Write out the lines exactly as they appear, from the first line through the line that contains "POLYGON ((67 174, 85", including that line, and stop there.

- - - - - - -

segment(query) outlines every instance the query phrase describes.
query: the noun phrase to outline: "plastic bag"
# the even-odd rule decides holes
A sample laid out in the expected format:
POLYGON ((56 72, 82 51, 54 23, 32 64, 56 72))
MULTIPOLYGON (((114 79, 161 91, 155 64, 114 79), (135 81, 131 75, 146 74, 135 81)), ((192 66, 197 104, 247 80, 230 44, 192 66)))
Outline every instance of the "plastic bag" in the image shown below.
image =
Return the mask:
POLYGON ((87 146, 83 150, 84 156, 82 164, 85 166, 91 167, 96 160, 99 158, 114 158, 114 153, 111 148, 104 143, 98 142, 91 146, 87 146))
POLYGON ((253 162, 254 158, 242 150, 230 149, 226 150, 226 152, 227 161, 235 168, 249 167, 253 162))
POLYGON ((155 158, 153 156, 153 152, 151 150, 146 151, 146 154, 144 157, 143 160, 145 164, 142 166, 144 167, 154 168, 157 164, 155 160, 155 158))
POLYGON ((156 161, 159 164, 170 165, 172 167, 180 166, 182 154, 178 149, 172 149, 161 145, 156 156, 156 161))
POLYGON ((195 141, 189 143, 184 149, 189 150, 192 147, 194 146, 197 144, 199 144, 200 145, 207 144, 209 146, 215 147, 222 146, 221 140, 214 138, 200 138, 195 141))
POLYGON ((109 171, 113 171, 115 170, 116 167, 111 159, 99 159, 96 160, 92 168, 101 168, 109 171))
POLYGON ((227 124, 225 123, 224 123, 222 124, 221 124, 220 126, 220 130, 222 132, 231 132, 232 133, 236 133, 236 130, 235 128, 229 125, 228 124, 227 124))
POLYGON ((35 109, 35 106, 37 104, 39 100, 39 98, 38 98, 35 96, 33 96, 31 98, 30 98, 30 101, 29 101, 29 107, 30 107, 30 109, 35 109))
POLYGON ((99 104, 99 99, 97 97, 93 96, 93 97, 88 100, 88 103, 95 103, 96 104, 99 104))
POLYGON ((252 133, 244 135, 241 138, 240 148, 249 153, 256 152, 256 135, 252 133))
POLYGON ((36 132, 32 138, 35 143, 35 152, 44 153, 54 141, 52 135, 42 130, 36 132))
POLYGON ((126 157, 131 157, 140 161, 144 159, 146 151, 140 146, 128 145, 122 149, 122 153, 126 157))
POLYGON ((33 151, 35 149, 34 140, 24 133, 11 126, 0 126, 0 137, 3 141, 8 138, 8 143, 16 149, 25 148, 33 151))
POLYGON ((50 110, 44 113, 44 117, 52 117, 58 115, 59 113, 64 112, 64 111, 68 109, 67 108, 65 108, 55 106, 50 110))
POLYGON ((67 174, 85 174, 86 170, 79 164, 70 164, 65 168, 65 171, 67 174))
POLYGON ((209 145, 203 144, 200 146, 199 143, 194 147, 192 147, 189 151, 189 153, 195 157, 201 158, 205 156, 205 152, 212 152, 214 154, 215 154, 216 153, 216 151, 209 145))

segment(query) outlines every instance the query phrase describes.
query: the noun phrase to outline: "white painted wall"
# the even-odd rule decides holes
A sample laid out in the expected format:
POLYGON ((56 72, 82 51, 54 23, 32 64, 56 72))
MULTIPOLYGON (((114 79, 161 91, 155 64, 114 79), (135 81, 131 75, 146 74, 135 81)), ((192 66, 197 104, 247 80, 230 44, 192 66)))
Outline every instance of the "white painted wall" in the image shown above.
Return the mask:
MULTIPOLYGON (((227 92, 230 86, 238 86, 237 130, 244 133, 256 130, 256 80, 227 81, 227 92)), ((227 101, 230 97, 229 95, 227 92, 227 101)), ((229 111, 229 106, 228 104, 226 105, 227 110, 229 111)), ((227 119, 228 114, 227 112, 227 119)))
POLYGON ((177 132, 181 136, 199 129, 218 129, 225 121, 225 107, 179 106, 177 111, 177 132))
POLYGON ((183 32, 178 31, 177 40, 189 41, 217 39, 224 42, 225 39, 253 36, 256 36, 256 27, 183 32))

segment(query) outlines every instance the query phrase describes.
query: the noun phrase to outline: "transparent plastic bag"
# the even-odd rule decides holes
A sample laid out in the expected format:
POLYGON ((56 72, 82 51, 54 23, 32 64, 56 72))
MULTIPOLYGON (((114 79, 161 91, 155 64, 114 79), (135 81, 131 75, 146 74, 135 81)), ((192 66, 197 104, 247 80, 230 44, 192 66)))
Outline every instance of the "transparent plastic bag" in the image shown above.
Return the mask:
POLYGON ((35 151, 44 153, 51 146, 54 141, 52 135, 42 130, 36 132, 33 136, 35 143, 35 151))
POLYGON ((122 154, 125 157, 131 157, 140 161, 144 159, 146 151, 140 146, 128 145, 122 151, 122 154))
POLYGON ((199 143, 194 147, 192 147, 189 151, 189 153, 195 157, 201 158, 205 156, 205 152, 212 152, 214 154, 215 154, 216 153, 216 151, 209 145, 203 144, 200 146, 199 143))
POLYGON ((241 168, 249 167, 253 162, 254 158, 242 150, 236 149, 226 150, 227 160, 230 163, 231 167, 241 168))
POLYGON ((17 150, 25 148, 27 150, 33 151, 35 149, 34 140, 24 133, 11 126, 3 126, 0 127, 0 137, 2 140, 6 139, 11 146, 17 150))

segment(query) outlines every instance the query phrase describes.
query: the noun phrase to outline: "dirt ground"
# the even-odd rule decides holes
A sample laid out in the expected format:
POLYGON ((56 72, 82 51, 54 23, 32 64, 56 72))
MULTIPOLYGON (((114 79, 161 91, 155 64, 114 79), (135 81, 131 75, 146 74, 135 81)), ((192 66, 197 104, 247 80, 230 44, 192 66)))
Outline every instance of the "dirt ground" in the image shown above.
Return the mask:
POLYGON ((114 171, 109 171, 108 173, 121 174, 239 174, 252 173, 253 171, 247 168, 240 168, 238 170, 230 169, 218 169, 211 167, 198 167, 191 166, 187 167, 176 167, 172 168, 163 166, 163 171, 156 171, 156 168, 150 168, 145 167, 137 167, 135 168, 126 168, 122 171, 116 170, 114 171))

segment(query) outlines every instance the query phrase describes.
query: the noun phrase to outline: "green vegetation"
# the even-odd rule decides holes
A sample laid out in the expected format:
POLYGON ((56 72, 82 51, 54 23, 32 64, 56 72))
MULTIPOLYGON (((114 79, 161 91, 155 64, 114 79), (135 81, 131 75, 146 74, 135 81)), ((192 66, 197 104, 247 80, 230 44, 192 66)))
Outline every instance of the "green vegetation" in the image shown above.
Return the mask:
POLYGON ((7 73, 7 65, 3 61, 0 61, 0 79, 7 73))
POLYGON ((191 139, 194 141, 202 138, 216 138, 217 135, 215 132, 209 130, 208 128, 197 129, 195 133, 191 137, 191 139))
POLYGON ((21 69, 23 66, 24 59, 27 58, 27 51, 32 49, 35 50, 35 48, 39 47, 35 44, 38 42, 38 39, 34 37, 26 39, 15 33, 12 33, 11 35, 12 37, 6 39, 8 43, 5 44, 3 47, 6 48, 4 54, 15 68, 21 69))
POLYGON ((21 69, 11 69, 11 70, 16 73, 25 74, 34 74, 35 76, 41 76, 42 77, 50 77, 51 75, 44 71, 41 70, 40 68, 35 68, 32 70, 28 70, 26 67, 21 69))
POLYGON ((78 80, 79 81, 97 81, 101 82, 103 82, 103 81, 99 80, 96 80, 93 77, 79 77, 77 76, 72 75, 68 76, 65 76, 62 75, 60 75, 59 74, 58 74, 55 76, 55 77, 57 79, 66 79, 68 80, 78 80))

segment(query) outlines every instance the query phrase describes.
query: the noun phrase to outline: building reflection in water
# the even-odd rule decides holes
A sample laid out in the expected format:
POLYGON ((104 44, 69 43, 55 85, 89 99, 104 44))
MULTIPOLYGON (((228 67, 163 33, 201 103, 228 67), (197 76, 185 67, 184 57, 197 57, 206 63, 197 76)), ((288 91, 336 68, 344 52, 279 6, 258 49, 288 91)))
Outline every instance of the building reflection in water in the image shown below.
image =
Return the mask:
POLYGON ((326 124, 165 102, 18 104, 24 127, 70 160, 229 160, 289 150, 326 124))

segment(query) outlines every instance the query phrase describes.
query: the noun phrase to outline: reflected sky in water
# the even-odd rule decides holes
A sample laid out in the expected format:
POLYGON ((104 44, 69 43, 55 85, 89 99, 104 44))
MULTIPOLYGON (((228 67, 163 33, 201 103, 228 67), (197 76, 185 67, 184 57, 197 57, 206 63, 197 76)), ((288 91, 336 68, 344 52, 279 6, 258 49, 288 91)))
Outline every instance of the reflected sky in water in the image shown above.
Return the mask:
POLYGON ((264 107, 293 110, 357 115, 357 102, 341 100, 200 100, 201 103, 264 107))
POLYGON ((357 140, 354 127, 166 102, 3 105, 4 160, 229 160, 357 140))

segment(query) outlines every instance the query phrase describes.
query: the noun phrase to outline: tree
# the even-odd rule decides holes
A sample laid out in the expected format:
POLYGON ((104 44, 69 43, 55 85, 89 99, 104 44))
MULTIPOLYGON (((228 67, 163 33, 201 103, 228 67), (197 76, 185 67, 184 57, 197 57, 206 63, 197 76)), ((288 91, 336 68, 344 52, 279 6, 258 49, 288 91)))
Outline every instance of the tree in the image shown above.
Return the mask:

- - - - - - -

> [Expected answer]
segment(query) outlines every instance the query phrase describes.
query: the noun phrase to outline: "plastic bag"
# the even-odd rule decides holes
A sample laid out in the expected format:
POLYGON ((56 72, 82 51, 54 23, 32 64, 56 72))
MULTIPOLYGON (((114 79, 161 91, 155 64, 114 79), (135 81, 131 75, 146 74, 135 81)), ((192 66, 197 104, 247 80, 230 44, 192 66)))
Outline every instance of the "plastic bag" in the image shown below.
image =
Return the mask:
POLYGON ((87 146, 83 150, 84 156, 82 164, 85 166, 91 167, 96 160, 99 158, 114 158, 114 153, 111 148, 104 143, 98 142, 91 146, 87 146))
POLYGON ((253 162, 254 158, 242 150, 230 149, 226 150, 226 152, 227 161, 235 168, 249 167, 253 162))
POLYGON ((155 158, 153 156, 153 152, 151 150, 146 151, 146 154, 144 157, 143 160, 145 164, 142 166, 144 167, 154 168, 157 164, 155 160, 155 158))
POLYGON ((156 161, 159 164, 170 165, 172 167, 180 166, 182 154, 178 149, 172 149, 161 145, 156 156, 156 161))
POLYGON ((195 141, 189 143, 184 149, 189 150, 192 147, 194 146, 197 144, 199 144, 200 145, 207 144, 209 146, 215 147, 222 146, 221 140, 214 138, 200 138, 195 141))
POLYGON ((109 171, 113 171, 115 170, 116 167, 111 159, 99 159, 96 160, 92 168, 101 168, 109 171))
POLYGON ((227 124, 225 123, 224 123, 222 124, 221 124, 220 126, 220 130, 222 132, 231 132, 232 133, 236 133, 236 130, 235 128, 229 125, 228 124, 227 124))
POLYGON ((35 109, 35 106, 37 104, 39 100, 39 98, 38 98, 35 96, 33 96, 31 98, 30 98, 30 101, 29 101, 29 107, 30 107, 30 109, 35 109))
POLYGON ((99 104, 99 99, 97 97, 93 96, 93 97, 88 100, 88 103, 95 103, 96 104, 99 104))
POLYGON ((252 133, 244 135, 241 138, 240 148, 249 153, 256 152, 256 135, 252 133))
POLYGON ((36 132, 32 138, 35 143, 35 152, 44 153, 54 141, 52 135, 42 130, 36 132))
POLYGON ((126 157, 131 157, 140 161, 144 159, 146 151, 140 146, 128 145, 122 149, 122 153, 126 157))
POLYGON ((33 151, 35 149, 34 140, 24 133, 11 126, 0 126, 0 137, 3 141, 8 138, 8 143, 16 149, 25 148, 33 151))
POLYGON ((50 110, 44 113, 44 117, 52 117, 58 115, 59 113, 64 112, 64 111, 68 109, 67 108, 65 108, 55 106, 50 110))
POLYGON ((67 174, 85 174, 86 170, 79 164, 70 164, 65 168, 65 171, 67 174))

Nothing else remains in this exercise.